Nous concluons en résumant.

L’urbanisme et l’aménagement sont des arts politiques rebelles à l’expertise conçue comme un apport technique devant éclairer la décision.

En revanche, on peut prétendre que les expertises en débat public et en évaluation, qui sont des expertises à faible teneur technique mais à forte teneur sociale, contribueront à terme à un perfectionnement de ces arts par les leçons d’expérience que l’on voudra bien extraire de ces expertises, capitaliser et publier.

JF TRIBILLON

Annexe

Expert, professionnel, technicien, consultant, commissaire enquêteur... Eléments de définition. Citations.

Expert : nom donné au technicien commis par le juge en raison de ses lumières particulières pour procéder à une expertise ; expertise : mesure d’instruction consistant pour le technicien commis par le juge, l’expert, à examiner une question de fait qui requiert ses lumières et sur laquelle des constations ou une simple consultation ne suffiraient pas à éclairer le juge et à donner un avis purement technique sans porter d’appréciation d’ordre juridique. (Gérard Cornu : Vocabulaire Juridique de l’Association René Capitant, première édition de 1987, Puf, Paris 837 p)
####################
[TRAVAIL DEMANDÉ]:
1. Recopiez le passage de l'extrait du document qui commence par « En revanche, on » et va jusqu'à « capitaliser et publier. ».
2. Dans l'extrait du document, relevez tous les termes énumérés dans la ligne qui suit le mot « Annexe ».

[DONNÉES ENREGISTRÉES]:
####################
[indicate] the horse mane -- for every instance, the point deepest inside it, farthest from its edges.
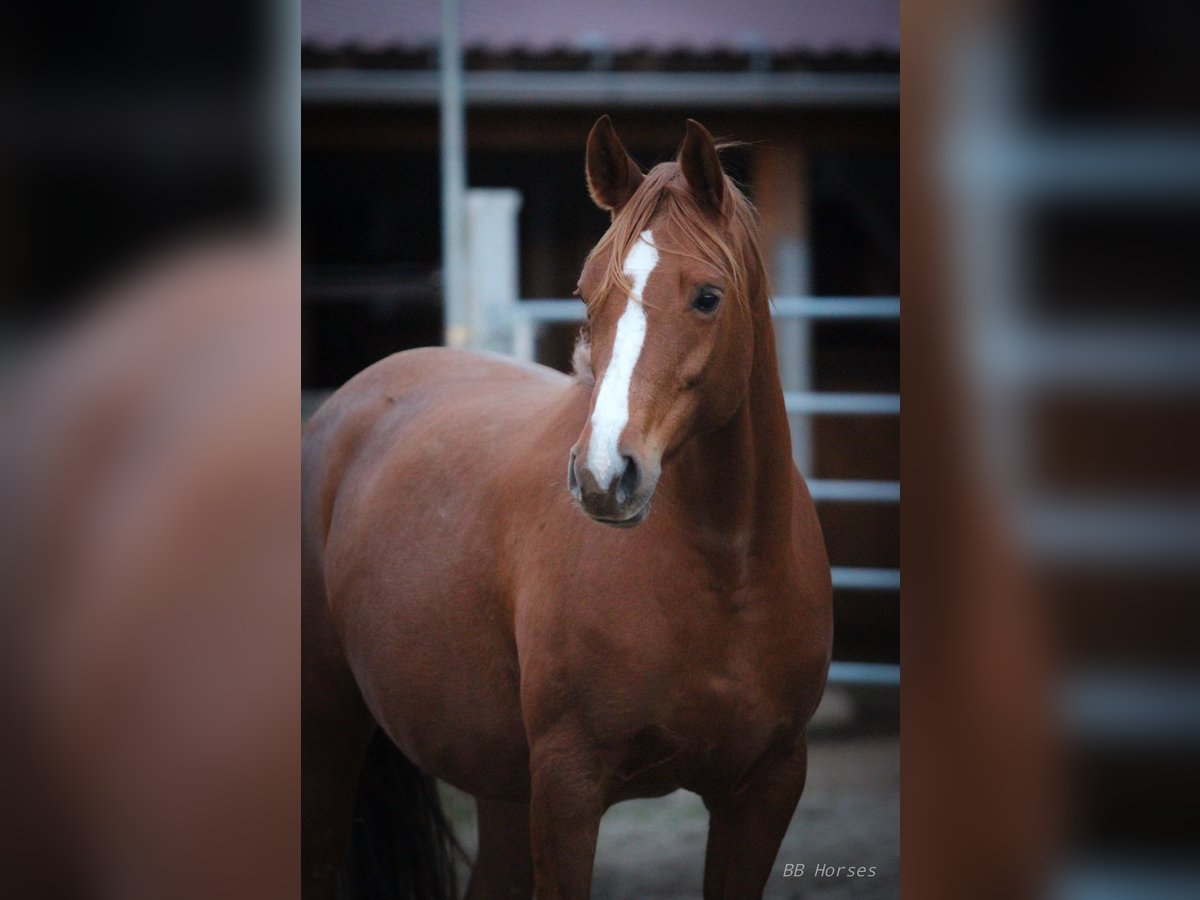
####################
[RÉSULTATS]:
1.
En revanche, on peut prétendre que les expertises en débat public et en évaluation, qui sont des expertises à faible teneur technique mais à forte teneur sociale, contribueront à terme à un perfectionnement de ces arts par les leçons d’expérience que l’on voudra bien extraire de ces expertises, capitaliser et publier.

2. Expert, professionnel, technicien, consultant, commissaire enquêteur